● **Directions**:
Below is a block of records; repeat each one exactly.

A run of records
^^^^^^^^^^^^^^^^

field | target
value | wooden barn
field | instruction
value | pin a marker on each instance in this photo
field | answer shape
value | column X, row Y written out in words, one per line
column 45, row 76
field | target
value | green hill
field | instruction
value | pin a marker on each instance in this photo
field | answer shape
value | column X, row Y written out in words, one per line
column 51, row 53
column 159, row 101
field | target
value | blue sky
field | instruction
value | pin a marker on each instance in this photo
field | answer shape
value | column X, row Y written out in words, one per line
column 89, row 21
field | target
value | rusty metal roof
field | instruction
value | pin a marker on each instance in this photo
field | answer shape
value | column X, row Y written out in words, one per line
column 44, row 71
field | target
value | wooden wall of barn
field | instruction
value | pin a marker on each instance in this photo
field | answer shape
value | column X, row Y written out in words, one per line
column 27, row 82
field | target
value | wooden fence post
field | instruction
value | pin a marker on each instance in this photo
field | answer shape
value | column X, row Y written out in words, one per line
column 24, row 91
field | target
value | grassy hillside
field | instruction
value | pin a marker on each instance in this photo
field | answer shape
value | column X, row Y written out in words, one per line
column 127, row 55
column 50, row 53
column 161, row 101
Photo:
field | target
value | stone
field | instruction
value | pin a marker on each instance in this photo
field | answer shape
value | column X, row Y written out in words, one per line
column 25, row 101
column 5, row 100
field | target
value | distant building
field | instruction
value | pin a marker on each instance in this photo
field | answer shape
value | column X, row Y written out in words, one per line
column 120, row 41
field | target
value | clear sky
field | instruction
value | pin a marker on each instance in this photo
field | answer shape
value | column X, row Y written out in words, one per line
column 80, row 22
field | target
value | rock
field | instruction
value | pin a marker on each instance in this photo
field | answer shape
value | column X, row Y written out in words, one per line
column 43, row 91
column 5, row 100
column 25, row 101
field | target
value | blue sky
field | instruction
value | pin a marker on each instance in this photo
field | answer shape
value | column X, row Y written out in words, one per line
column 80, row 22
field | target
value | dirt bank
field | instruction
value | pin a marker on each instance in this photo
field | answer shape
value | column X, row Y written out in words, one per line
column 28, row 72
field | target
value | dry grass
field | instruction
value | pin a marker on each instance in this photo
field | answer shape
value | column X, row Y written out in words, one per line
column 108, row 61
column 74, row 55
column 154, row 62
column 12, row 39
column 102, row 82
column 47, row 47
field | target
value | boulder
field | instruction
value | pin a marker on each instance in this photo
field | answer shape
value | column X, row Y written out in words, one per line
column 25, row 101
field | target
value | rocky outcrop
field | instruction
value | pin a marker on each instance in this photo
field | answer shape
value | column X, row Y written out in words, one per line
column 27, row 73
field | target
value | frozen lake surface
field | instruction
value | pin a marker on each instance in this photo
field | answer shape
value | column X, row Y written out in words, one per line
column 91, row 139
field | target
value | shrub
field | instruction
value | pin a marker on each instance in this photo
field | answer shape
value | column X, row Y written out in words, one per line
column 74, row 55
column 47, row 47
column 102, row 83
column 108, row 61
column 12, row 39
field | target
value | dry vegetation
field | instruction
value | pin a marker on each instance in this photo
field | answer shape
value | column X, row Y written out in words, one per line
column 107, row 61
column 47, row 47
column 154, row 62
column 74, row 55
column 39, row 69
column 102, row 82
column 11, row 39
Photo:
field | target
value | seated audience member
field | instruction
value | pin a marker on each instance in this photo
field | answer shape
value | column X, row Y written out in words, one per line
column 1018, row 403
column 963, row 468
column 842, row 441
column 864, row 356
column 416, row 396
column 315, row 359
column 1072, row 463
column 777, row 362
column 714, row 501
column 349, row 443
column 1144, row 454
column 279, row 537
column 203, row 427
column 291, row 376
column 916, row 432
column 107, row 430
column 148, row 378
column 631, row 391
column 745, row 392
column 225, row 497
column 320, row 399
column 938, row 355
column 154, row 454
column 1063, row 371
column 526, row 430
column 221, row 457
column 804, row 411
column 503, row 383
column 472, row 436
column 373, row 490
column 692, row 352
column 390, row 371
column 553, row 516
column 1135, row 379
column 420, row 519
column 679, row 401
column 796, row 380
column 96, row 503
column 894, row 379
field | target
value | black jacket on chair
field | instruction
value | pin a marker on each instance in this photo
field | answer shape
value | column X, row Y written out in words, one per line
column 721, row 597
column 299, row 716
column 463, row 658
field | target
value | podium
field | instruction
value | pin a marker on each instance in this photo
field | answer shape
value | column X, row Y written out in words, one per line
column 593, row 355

^^^^^^^^^^^^^^^^

● **Result of the exercise**:
field | target
value | wooden barn
field | instruction
value | pin a marker on each instance in this photo
field | answer shape
value | column X, row Y written out in words, one per line
column 45, row 76
field | target
value | green hill
field | instruction
value | pin a marker on each instance in this photo
field | answer shape
value | column X, row Y written out in words, one per line
column 51, row 53
column 159, row 101
field | target
value | blue sky
field | instruction
value | pin a marker on each instance in this photo
field | answer shape
value | column X, row Y written out in words, one per line
column 89, row 21
field | target
value | rusty metal roof
field | instruction
value | pin a marker on each instance in this photo
field | answer shape
value | column X, row Y written out in words, one per line
column 44, row 71
field | target
value | wooden wall of barn
field | instruction
value | pin a marker on each instance in this photo
field | answer shape
value | column X, row Y written out in words, one per line
column 27, row 82
field | target
value | wooden fence post
field | instruction
value | pin a marker on each instance in this photo
field | answer shape
value | column X, row Y written out in words, one per line
column 24, row 91
field | target
value | grassy hillside
field | instruction
value | pin a marker on each instance in this photo
field | answer shape
value | column X, row Y written out in words, one per line
column 127, row 55
column 50, row 53
column 161, row 101
Photo:
field | target
value | stone
field | instruction
value | pin a marker on each instance in this photo
field | answer shape
value | column X, row Y written out in words, one per line
column 25, row 101
column 5, row 100
field | target
value | distant building
field | instruction
value | pin a marker on each instance in this photo
field | answer shape
value | column X, row Y written out in words, one per line
column 120, row 41
field | target
value | clear sky
field | instruction
value | pin a marker on each instance in this photo
field | answer shape
value | column X, row Y written out in words, one per line
column 80, row 22
field | target
value | rock
field | instruction
value | pin a marker on each instance in this photo
field | answer shape
value | column X, row Y written out in words, one per line
column 43, row 91
column 5, row 100
column 25, row 101
field | target
value | blue sky
field | instruction
value | pin a marker on each instance in this photo
field | answer shape
value | column X, row Y written out in words, one per line
column 80, row 22
field | target
value | dirt bank
field | instruction
value | pin a marker on each instance in this photo
field | answer shape
value | column X, row Y written out in words, one per line
column 28, row 72
field | target
value | dry grass
field | instruction
value | pin a marker on each instance in this photo
field | answer shape
value | column X, row Y written out in words, one per line
column 108, row 61
column 74, row 55
column 154, row 62
column 12, row 39
column 102, row 82
column 47, row 47
field | target
value | boulder
field | instruction
value | pin a marker on each instance in this photo
field | answer shape
value | column X, row Y written out in words, one per line
column 25, row 101
field | target
value | rocky outcrop
field | instruction
value | pin a marker on each instance in this photo
field | answer shape
value | column X, row Y written out in words, one per line
column 27, row 73
field | target
value | frozen lake surface
field | instruction
value | pin a marker on each instance in this photo
field | answer shape
value | column X, row Y written out in words, one per line
column 91, row 139
field | target
value | shrub
field | instruction
value | pin a marker on each instance in this photo
field | answer shape
value | column X, row Y written out in words, one per line
column 74, row 55
column 47, row 47
column 102, row 83
column 108, row 61
column 12, row 39
field | target
value | dry vegetation
field | instruction
value | pin a marker on each instance in this photo
field | answer shape
value | column X, row Y written out in words, one per line
column 107, row 61
column 47, row 47
column 154, row 62
column 74, row 55
column 39, row 69
column 102, row 82
column 11, row 39
Photo:
field | target
value | seated audience member
field | instruction
value | pin a marker on each instance in this photo
field | answer shape
value | column X, row Y written out in words, one per line
column 1018, row 403
column 963, row 468
column 842, row 441
column 864, row 356
column 416, row 396
column 315, row 359
column 1072, row 463
column 777, row 362
column 714, row 501
column 349, row 443
column 1144, row 454
column 279, row 537
column 203, row 427
column 291, row 376
column 916, row 432
column 107, row 430
column 148, row 378
column 631, row 391
column 745, row 392
column 225, row 497
column 320, row 399
column 938, row 355
column 154, row 454
column 1063, row 371
column 526, row 430
column 221, row 457
column 804, row 411
column 503, row 383
column 472, row 436
column 373, row 490
column 692, row 352
column 390, row 371
column 553, row 516
column 1135, row 379
column 420, row 519
column 679, row 401
column 796, row 380
column 96, row 503
column 894, row 379
field | target
value | black jacket on chair
field | instruction
value | pin a marker on each instance in this photo
field | answer shape
value | column X, row Y written out in words, one per line
column 721, row 597
column 299, row 716
column 463, row 658
field | target
value | podium
field | instruction
value | pin a marker on each instance in this photo
field | answer shape
value | column X, row Y written out in words, one per line
column 593, row 355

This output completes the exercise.